• [Excerpted data]:

# # # # # # #

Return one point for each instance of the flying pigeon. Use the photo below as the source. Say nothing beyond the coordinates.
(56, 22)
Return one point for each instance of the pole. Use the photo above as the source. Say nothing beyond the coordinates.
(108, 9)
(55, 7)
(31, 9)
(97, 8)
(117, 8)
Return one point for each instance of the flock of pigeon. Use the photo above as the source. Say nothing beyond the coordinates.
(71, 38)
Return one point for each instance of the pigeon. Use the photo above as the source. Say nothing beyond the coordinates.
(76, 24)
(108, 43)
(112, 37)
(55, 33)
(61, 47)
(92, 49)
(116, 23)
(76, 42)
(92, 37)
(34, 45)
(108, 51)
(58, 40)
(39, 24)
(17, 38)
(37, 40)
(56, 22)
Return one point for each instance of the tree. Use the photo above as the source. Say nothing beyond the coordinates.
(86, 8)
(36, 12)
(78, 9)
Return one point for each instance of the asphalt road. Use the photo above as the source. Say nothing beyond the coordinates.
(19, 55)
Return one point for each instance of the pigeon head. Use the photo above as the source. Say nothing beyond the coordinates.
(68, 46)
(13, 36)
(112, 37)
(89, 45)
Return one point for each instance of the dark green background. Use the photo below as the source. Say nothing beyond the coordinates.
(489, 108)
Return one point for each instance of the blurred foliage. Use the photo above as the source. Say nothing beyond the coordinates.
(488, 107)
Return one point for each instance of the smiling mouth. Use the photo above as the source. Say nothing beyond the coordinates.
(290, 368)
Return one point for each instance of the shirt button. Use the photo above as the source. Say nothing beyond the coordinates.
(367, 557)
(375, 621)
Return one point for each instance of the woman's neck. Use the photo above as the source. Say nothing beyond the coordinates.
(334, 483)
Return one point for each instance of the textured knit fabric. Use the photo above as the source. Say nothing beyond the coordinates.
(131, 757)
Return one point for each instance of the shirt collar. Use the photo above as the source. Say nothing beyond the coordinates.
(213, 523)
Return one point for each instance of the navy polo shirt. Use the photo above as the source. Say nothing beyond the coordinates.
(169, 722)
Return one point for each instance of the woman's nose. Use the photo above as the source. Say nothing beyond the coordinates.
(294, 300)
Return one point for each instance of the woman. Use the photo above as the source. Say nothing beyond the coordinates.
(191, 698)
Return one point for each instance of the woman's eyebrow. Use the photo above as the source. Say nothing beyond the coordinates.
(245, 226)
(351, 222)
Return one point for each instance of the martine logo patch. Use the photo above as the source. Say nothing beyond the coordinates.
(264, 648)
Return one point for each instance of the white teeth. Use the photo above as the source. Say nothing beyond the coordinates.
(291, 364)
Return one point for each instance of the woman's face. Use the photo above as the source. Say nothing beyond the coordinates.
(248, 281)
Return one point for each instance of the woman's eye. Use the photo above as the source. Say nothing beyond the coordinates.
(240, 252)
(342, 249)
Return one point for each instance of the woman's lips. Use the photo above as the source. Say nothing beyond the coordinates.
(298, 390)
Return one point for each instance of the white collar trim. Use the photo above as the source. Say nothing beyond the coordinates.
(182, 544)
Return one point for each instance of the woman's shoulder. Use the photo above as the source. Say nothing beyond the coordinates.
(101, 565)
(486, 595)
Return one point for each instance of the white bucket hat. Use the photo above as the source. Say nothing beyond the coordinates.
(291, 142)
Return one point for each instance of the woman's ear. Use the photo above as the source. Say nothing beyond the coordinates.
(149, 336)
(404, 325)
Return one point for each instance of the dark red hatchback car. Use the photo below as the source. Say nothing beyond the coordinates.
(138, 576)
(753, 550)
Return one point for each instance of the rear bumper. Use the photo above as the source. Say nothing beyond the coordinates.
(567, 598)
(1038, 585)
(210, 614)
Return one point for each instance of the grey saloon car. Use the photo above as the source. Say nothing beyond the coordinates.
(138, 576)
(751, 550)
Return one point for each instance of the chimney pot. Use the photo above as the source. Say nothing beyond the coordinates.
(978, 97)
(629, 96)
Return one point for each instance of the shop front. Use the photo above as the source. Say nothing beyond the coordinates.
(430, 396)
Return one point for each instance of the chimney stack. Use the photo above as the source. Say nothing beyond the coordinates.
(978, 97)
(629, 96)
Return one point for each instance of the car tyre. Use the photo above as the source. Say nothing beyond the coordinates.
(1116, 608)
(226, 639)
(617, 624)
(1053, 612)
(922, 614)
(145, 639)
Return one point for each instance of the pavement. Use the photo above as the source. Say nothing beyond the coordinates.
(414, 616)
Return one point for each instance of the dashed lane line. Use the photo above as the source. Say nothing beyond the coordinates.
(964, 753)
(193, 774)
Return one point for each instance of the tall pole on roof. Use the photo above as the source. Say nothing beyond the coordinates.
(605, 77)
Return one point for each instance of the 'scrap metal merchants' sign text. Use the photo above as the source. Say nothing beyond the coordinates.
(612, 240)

# # # # # # #

• [Task description]: Beginning at the row that contains "Return one point for each instance of the car" and ending with the final row, reproduce every line, requests included. Increase each coordinate value in the answers by 137.

• [Answer to the task]:
Return one point for each instance of the car tyre. Use the photo above as the source. Say nothing beyond the coordinates.
(1253, 745)
(363, 776)
(754, 761)
(1190, 749)
(1059, 751)
(282, 776)
Return one point for each instance of the pavement. Use the photo above as the source. Say nothing beyond the coordinates.
(551, 753)
Return one point for each instance of the dashed lane line. Use the photo above as the source. Say nothing beyond the coordinates.
(1101, 890)
(330, 911)
Return one point for each instance of the tall pole on roof. Use the photo above as the source. Say nothing beyond the coordinates.
(742, 214)
Return one point for each instance of the 'scrap metal merchants' sign text. Use the photo above as the source. Say nothing beyond the coordinates.
(749, 377)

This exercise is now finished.